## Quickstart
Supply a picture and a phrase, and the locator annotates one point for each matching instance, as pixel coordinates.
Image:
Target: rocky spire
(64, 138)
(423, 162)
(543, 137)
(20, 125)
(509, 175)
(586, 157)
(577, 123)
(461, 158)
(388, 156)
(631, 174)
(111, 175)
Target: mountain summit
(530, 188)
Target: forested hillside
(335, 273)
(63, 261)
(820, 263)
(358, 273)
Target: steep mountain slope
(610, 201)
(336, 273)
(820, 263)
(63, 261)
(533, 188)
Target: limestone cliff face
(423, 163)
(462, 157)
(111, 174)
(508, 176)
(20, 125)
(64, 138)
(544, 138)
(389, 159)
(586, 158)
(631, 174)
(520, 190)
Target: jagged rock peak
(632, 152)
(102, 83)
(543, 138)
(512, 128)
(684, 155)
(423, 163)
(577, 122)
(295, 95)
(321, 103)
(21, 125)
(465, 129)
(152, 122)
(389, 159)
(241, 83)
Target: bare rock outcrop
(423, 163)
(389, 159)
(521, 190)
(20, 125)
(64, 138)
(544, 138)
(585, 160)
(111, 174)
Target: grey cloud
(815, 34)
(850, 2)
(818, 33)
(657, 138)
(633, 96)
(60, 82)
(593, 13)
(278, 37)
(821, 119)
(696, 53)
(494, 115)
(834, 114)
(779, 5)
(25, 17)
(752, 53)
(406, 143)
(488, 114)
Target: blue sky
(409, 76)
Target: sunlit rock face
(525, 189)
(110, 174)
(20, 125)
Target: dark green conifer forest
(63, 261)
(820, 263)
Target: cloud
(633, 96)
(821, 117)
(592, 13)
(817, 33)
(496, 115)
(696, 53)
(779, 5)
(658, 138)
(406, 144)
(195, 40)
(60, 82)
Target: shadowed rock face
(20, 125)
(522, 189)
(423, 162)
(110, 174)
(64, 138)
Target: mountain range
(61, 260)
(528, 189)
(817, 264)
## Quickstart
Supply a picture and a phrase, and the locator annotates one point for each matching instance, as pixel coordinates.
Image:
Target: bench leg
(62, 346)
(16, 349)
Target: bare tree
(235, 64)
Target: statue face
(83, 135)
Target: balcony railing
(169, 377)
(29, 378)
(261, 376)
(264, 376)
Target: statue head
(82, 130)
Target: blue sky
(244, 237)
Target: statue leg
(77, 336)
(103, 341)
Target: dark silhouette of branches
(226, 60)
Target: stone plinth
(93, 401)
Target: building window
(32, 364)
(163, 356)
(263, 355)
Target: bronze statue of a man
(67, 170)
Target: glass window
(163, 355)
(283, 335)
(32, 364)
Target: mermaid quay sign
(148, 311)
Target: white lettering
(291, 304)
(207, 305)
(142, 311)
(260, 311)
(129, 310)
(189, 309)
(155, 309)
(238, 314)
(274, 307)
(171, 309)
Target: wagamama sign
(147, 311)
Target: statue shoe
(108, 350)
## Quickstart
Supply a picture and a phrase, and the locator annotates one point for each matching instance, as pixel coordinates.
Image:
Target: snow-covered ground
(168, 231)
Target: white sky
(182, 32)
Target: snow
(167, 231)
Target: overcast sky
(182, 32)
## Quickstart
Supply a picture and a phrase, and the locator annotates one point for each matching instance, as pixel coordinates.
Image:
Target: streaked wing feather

◆ **Given task**
Can you reproduce the listing above, from the line containing "Target: cloud" through the end, inclusive, changing every "statue" to "sculpture" and leaving everything else the same?

◆ **Right answer**
Target: cloud
(633, 96)
(821, 117)
(592, 13)
(817, 33)
(496, 115)
(696, 53)
(779, 5)
(658, 138)
(406, 144)
(195, 40)
(60, 82)
Target: shadowed rock face
(20, 125)
(522, 189)
(423, 162)
(110, 174)
(64, 138)
Target: mountain range
(61, 260)
(528, 189)
(817, 264)
## Quickstart
Supply a picture and a phrase, and the locator annotates one point for each matching instance, as pixel coordinates.
Image:
Target: bench leg
(62, 346)
(16, 349)
Target: bare tree
(235, 64)
Target: sculpture face
(83, 135)
Target: balcony railing
(169, 377)
(29, 378)
(261, 376)
(264, 376)
Target: sculpture head
(82, 130)
Target: blue sky
(244, 237)
Target: sculpture leg
(77, 336)
(103, 341)
Target: dark silhouette of branches
(226, 60)
Target: stone plinth
(93, 401)
Target: building window
(32, 364)
(163, 356)
(263, 355)
Target: bronze sculpture of a man
(67, 170)
Target: glass window
(163, 355)
(283, 335)
(32, 364)
Target: mermaid quay sign
(148, 311)
Target: white lettering
(291, 304)
(207, 305)
(142, 311)
(260, 311)
(129, 310)
(189, 309)
(155, 309)
(238, 314)
(274, 307)
(171, 309)
Target: wagamama sign
(147, 311)
Target: sculpture shoe
(108, 350)
## Quickstart
Supply a picture and a phrase, and the locator annotates one point for each matching instance, as pixel coordinates.
Image:
Target: snow-covered ground
(168, 231)
Target: white sky
(182, 32)
Target: snow
(167, 231)
Target: overcast sky
(182, 32)
## Quickstart
Supply a picture and a phrase, and the locator annotates one point for each matching instance, as pixel coordinates.
Image:
Target: streaked wing feather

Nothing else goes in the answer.